- [Exercise directions]
Convert the data below into a Markdown table with the columns Number and Content. Give each nonblank line its own row, numbered in sequence.

- [Extracted entries]
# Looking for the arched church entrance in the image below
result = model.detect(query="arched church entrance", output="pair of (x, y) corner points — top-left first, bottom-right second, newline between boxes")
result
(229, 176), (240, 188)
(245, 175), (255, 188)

- [Exercise solution]
| Number | Content |
|---|---|
| 1 | # Looking for the arched church entrance in the image below |
| 2 | result = model.detect(query="arched church entrance", output="pair of (x, y) corner points — top-left first, bottom-right second, newline between boxes") |
| 3 | result |
| 4 | (229, 176), (240, 188) |
| 5 | (245, 175), (255, 188) |